> **WORK INSTRUCTIONS**:
Your task is to extract every line from the material below exactly.

> **Position annotation records**:
● ● ●

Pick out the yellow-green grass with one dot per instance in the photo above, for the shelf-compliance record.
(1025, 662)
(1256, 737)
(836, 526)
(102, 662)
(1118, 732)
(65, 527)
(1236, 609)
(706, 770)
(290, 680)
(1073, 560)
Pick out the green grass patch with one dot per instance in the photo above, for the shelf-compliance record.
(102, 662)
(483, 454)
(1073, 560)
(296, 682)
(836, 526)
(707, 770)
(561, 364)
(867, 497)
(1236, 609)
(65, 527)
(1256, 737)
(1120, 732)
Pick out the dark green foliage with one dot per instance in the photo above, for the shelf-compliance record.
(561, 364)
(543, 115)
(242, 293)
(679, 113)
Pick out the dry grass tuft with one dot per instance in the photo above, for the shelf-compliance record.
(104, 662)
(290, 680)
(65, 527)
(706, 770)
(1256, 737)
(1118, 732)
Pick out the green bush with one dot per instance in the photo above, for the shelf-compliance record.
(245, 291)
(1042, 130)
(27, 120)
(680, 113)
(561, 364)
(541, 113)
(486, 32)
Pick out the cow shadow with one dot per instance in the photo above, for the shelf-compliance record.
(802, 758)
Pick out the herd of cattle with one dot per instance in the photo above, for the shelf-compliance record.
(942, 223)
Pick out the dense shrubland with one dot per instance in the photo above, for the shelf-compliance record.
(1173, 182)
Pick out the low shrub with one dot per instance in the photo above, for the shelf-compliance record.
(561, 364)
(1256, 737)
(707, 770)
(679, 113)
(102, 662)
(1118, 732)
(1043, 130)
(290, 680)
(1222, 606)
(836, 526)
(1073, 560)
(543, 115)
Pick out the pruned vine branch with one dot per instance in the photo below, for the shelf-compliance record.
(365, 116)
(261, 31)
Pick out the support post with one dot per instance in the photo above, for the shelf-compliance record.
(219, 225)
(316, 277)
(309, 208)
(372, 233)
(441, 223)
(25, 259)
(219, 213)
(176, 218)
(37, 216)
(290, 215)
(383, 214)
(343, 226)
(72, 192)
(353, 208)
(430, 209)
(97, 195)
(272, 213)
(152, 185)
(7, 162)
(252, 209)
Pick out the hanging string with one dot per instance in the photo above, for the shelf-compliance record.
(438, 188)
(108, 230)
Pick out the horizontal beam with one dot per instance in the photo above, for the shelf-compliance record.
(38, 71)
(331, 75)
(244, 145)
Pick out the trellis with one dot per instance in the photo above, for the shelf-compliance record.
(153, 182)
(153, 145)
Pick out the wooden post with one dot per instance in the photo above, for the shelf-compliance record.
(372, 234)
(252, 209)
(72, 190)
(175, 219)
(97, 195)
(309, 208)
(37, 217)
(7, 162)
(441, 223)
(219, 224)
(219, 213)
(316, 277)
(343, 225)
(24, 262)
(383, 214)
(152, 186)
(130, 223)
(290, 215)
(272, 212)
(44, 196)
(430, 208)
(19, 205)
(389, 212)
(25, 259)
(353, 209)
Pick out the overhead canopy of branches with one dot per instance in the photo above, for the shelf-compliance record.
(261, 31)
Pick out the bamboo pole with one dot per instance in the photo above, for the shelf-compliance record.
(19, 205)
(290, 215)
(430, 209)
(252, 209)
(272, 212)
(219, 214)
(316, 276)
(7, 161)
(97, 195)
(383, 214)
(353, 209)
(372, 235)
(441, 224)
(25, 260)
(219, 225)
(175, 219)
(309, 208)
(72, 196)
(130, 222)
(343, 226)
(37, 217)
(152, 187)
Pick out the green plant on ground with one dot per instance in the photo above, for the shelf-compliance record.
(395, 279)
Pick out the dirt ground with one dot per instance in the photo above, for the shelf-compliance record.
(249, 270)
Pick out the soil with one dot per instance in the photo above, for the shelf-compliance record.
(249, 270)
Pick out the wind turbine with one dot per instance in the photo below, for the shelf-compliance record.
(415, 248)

● ● ●

> **EXPECTED ANSWER**:
Pick out the yellow-green grass with one dot per instance in the photo above, for the shelf-compliance record.
(1025, 662)
(1256, 737)
(836, 526)
(102, 662)
(1118, 732)
(65, 527)
(1236, 609)
(706, 770)
(290, 680)
(1073, 560)
Pick out the green grass patch with one dot per instance in the photo above, for the shelf-compliance record.
(102, 662)
(483, 454)
(1073, 560)
(296, 682)
(836, 526)
(707, 770)
(561, 364)
(867, 497)
(1236, 609)
(65, 527)
(1256, 737)
(1120, 732)
Pick out the dark green foliage with one dot per instance in the photo above, for the shelf-compliance record.
(561, 364)
(543, 115)
(242, 293)
(679, 113)
Pick out the dry grass tuft with one dot per instance in the photo above, for the shelf-compliance record.
(104, 662)
(290, 680)
(65, 527)
(706, 770)
(1256, 737)
(1118, 732)
Pick out the green bush with one dot per instance in the photo above, for the shelf-compliance record.
(245, 291)
(1042, 130)
(27, 120)
(680, 113)
(561, 364)
(541, 113)
(486, 32)
Pick out the cow shadow with one dot per instance in the photo above, for the shelf-compliance record.
(802, 758)
Pick out the herd of cattle with one dot per instance in the photo above, for the shelf-compliance record.
(942, 223)
Pick out the dense shrubland with one dot per instance in the photo above, for the shelf-compliance record.
(1173, 182)
Pick out the low shrub with one dot per instance in the photo above, for the shelf-compliance record.
(561, 364)
(1256, 737)
(707, 770)
(679, 113)
(102, 662)
(1118, 732)
(1043, 130)
(290, 680)
(1222, 606)
(836, 526)
(1073, 560)
(543, 115)
Pick out the pruned vine branch with one dot per instance in the photo below, for the shelf-compliance record.
(365, 116)
(261, 31)
Pick out the support post with one dot per instance in the photo above, for the shelf-compliance record.
(219, 225)
(316, 277)
(309, 208)
(372, 233)
(441, 223)
(25, 259)
(219, 213)
(176, 218)
(37, 216)
(290, 215)
(383, 214)
(343, 226)
(72, 192)
(353, 208)
(430, 209)
(97, 195)
(272, 213)
(152, 185)
(7, 162)
(252, 209)
Pick out the hanging string with one dot per instance in the photo above, for the shelf-compliance record.
(438, 188)
(108, 230)
Pick out the horizontal beam with one dot per instance in the photo above, for the shelf-compliance record.
(38, 71)
(331, 75)
(244, 145)
Pick out the trellis with one dot per instance in the photo above, for the shelf-compliance record.
(153, 182)
(153, 145)
Pick out the wooden post with one dot per instance in the photo above, for the shelf-compliance record.
(372, 234)
(252, 209)
(72, 190)
(175, 219)
(97, 195)
(309, 208)
(37, 217)
(7, 162)
(441, 223)
(219, 224)
(219, 213)
(316, 277)
(343, 225)
(24, 262)
(383, 214)
(152, 186)
(130, 223)
(290, 215)
(272, 212)
(44, 196)
(430, 208)
(19, 205)
(389, 212)
(25, 259)
(353, 209)
Pick out the overhead canopy of branches with one dot per instance in the photo above, for the shelf-compliance record.
(261, 31)
Pick out the bamboo pole with one dot per instance in the photo above, for the shelf-compliance record.
(19, 205)
(290, 215)
(430, 209)
(252, 209)
(272, 212)
(219, 214)
(316, 276)
(7, 161)
(97, 195)
(383, 214)
(353, 209)
(372, 235)
(441, 224)
(25, 260)
(219, 225)
(175, 219)
(309, 208)
(72, 196)
(130, 222)
(343, 226)
(37, 217)
(152, 187)
Pick out the green plant on ground with one dot per instance in the photo above, for the shelf-compliance record.
(395, 279)
Pick out the dirt ground with one dot per instance in the photo above, for the shelf-compliance record.
(249, 270)
Pick out the soil with one dot per instance in the photo above, for the shelf-compliance record.
(249, 270)
Pick out the wind turbine with one dot per instance in the photo below, for the shelf-compliance record.
(415, 248)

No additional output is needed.